ARTICLE:
-.-.-

# Like Button ?



## Ridgeline (17 Dec 2010)

I don't know about the rest of the people on here, but often I find awesome responces or posts that really don't require a responce.  I was wondering if there could be a "Like Button" as like one found on Facebook.  Therefore people could "like" a post without having to take up space on the threads ?

Just a thought


----------



## Oh No a Canadian (17 Dec 2010)

One doesn't need to have their opinion on everything known, giving the poster some milpoints is fine IMO.


----------



## ballz (17 Dec 2010)

Just some food for thought...

I was a member of another forum where we had "karma," + and - buttons (you could only give somebody one plus or minus for a post) for if you thought a post was really good or really bad. Each poster had a total under their name and whatnot.

It ended up being pretty childish most of the time, with different sub-groups targeting certain individuals or people from other sub-groups and whatnot, but this was a hockey website occupied by mostly 12-17 year olds (I was 14 okay...), the system might have better use here. It was certainly easier to get a "+" than to get any milpoints _awarded_ around here. Also, it didn't cost you a plus to give a plus or anything like that.

Eventually they added in a "top 5 friends" and "top 5 rivals" thing so that you could click yours (or another person's) karma and it would show who was giving them minuses all the time and who was giving them plusses all the time. It added a little bit more accountability to it.


----------



## George Wallace (17 Dec 2010)

Ridgeline said:
			
		

> I don't know about the rest of the people on here, but often I find awesome responces or posts that really don't require a responce.  I was wondering if there could be a "Like Button" as like one found on Facebook.  Therefore people could "like" a post without having to take up space on the threads ?
> 
> Just a thought



 ;D   "Like" the one at the bottom of your post?

ballz

We have gone through several renditions of what you suggest, and they have all been disasters with some malevolent little cliques abusing the system.  Currently there is the MilPoints system that has so far not been abused as much.  If you want you can award or deduct points (See topic on MilPoints).


----------



## GAP (17 Dec 2010)

Besides, MilPoints is a great help to those addicted ones....... ;D


----------



## Mike Bobbitt (17 Dec 2010)

Quick question: can everyone see the "like" button below the first post of every topic? It could be that the feature is not working correctly for all.


----------



## Occam (17 Dec 2010)

Visible for me, at all the various locations I check in from...


----------



## Michael OLeary (17 Dec 2010)

Mike Bobbitt said:
			
		

> Quick question: can everyone see the "like" button below the first post of every topic? It could be that the feature is not working correctly for all.



I see it. (Firefox 3.6.13 on Ubuntu 10.04)


----------



## Edward Campbell (17 Dec 2010)

Michael O'Leary said:
			
		

> I see it. (Firefox 3.6.13 on Ubuntu 10.04)




_Moi aussi_, on the same system as Michael O'Leary and on Windows 7/Chrome, too.


----------



## George Wallace (17 Dec 2010)

I could carry this one step further and perhaps ask the question again, perhaps more along the lines that the OP was asking, and if it would be possible to have all posts with this feature, as there are the odd gem to be found somewhere in the middle of some threads?  I don't know how much this would land up making us like the MSM sites and their "Comments" sections.

-.-.-

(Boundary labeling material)
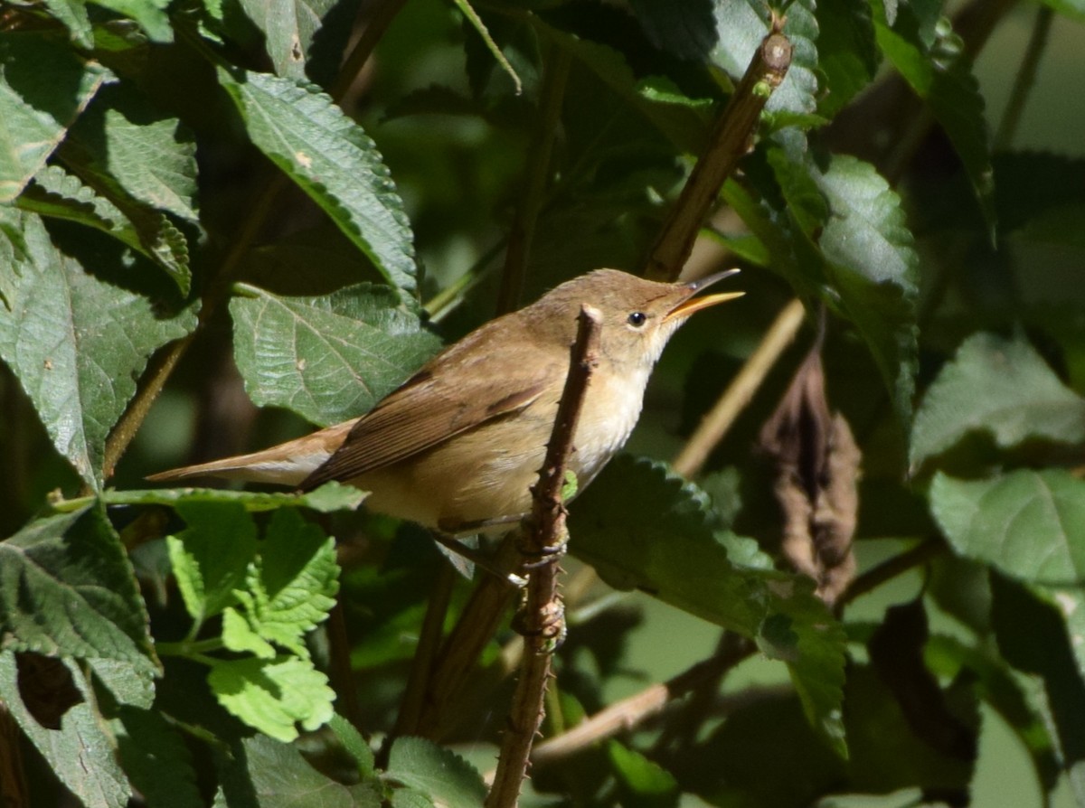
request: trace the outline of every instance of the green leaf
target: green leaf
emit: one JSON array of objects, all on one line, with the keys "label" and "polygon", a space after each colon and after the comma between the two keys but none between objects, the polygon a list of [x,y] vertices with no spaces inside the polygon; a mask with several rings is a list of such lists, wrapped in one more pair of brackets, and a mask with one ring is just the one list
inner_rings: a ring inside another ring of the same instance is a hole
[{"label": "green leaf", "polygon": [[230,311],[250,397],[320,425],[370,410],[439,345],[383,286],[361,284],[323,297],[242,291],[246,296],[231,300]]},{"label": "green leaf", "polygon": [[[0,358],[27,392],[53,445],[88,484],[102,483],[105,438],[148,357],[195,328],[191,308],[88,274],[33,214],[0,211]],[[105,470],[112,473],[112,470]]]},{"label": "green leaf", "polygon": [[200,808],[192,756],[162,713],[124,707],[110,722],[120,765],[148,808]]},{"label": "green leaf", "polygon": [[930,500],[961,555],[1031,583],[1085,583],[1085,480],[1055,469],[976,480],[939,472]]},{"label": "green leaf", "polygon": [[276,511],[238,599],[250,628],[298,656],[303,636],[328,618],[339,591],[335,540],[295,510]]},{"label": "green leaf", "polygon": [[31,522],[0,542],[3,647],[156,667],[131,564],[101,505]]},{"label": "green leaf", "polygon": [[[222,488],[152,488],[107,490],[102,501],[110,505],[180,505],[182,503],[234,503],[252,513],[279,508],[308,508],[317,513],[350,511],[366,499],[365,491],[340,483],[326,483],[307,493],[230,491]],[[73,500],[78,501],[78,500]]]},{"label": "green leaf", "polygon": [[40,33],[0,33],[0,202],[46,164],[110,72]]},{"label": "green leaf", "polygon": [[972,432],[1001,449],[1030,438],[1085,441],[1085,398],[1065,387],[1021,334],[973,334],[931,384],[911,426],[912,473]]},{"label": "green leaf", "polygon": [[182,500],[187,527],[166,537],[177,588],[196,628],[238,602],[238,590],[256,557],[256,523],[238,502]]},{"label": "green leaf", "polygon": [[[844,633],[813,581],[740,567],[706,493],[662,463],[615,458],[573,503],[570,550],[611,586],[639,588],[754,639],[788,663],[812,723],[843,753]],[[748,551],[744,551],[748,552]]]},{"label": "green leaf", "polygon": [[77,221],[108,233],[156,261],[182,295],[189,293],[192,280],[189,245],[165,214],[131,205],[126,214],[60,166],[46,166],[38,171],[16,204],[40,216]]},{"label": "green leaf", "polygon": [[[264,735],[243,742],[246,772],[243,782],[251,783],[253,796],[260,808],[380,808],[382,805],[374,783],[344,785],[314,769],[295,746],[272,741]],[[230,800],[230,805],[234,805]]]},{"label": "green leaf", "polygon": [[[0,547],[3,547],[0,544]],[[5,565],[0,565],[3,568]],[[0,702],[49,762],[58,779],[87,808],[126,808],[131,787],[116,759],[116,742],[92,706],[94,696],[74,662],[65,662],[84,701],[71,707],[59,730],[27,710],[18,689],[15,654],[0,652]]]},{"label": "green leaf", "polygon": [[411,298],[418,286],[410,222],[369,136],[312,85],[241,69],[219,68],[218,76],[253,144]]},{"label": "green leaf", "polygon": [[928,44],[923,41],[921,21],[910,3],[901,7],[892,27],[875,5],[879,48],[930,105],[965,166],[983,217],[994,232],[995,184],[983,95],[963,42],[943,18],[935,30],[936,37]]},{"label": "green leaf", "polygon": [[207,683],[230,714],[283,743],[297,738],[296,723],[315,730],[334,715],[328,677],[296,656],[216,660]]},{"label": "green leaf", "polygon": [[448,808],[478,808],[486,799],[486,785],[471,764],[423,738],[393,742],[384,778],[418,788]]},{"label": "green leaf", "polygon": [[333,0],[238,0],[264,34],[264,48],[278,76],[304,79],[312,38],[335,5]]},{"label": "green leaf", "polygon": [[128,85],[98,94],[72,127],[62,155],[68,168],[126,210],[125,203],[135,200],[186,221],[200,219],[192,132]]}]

-.-.-

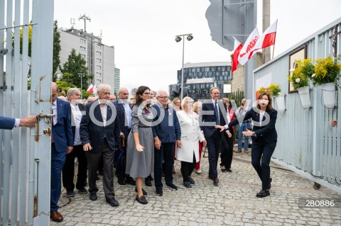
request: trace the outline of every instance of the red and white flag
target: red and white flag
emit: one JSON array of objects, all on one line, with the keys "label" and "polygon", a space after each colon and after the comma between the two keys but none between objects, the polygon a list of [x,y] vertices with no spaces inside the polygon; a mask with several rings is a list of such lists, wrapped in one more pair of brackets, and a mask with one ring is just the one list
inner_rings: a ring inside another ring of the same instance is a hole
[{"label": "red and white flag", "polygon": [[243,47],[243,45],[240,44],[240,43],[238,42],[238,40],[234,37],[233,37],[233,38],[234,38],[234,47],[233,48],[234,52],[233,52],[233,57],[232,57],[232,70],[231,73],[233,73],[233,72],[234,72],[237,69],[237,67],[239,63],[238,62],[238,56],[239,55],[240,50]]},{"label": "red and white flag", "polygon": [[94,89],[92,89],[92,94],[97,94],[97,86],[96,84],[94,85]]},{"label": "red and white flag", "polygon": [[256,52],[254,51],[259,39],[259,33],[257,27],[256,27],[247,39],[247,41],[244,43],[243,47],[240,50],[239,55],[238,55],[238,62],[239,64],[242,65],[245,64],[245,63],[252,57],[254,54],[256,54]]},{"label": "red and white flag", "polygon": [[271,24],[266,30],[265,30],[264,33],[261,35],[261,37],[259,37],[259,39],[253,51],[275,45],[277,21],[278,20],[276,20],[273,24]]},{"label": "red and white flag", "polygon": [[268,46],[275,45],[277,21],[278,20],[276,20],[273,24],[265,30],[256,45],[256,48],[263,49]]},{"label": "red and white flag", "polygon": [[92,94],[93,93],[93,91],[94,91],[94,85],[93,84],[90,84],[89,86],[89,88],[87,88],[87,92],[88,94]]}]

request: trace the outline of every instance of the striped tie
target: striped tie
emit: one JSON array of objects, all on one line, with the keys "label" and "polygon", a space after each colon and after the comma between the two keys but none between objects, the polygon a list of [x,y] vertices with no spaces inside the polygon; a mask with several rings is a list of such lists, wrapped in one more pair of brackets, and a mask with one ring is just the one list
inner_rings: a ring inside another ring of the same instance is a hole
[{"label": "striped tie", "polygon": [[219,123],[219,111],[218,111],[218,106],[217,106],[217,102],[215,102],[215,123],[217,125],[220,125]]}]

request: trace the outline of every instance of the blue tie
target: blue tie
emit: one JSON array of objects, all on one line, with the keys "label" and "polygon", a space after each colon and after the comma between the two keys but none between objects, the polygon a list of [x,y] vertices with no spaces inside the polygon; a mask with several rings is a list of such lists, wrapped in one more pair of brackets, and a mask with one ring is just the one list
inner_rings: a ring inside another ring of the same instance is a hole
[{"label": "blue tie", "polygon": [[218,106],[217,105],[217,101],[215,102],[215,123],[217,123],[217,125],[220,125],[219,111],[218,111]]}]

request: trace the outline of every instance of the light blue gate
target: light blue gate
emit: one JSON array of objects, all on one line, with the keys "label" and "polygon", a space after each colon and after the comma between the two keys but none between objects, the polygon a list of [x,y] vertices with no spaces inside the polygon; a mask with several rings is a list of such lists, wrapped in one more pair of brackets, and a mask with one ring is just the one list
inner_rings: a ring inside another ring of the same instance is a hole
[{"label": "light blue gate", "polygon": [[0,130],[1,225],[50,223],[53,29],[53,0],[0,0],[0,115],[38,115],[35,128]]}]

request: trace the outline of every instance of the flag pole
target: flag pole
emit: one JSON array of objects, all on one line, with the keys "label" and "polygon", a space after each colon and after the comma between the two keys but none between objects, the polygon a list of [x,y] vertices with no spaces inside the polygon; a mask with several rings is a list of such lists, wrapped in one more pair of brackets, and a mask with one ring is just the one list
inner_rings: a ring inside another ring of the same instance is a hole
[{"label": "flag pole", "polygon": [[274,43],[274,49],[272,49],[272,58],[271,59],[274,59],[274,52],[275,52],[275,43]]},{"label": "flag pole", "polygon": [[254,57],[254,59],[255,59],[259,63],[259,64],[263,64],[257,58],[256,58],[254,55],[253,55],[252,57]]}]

-.-.-

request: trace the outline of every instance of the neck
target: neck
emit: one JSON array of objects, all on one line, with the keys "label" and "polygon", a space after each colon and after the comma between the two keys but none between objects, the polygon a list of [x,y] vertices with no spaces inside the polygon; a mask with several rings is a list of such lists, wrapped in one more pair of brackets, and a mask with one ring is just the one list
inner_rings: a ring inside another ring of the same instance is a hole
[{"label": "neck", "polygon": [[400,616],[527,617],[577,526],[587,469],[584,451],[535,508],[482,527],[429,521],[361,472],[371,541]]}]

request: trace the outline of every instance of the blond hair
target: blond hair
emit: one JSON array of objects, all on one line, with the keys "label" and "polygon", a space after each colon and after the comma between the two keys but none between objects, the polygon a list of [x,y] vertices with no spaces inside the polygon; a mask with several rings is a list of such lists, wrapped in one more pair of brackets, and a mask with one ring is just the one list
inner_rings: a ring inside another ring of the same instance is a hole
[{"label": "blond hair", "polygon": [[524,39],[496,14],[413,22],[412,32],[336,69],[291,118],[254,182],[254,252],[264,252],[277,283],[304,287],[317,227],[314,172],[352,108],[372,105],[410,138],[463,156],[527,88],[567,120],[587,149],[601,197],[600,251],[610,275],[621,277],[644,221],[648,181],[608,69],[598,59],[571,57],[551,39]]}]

-.-.-

REQUEST A:
According to the forum thread about a like button, what system does George Wallace say currently lets members award or deduct points?
REQUEST B:
Pick up the forum thread about a like button after its final post and write the reply that comes next.

EXPECTED OUTPUT A:
The MilPoints system.

EXPECTED OUTPUT B:
----------



## Journeyman (17 Dec 2010)

ballz said:
			
		

> It was certainly easier to get a "+" than to get any milpoints _awarded_ around here.


Do you believe that has more to do with the _complexity_ of the MilPoint system or the utility of some peoples' posts? 

I mean, there is some difficulty with the MilPoints system, in that "awarding" is the default; I've heard of people giving 300 points when they meant to deduct 300.

Personally, I've found I've been awarding/deducting on about a 1/3 ratio -- it's not difficult to receive points for thoughtful, well-presented posts that contribute to a discussion.

As a sidenote, I _have_ given completely unearned MilPoints recently in response to whiney Afghan Ops players -- you know who you are   



> It added a little bit more accountability to it.


Each MilPoint awarded or deducted is recorded for all the world to see, with both the person judging and the specific post (or if it's an ongoing series of mindless posts within a thread, the post that broke the camel's back). And theoretically an email to the individual bringing the award/deduction to their attention (still not working for me Mike). 
Can MilPoints _be_ more accountable?


And if all that is still too troublesome, there are the options of:  " : "  or  " :+1: "

...and three or more  :  in one thread can get you a  :brickwall:


----------



## Mike Bobbitt (17 Dec 2010)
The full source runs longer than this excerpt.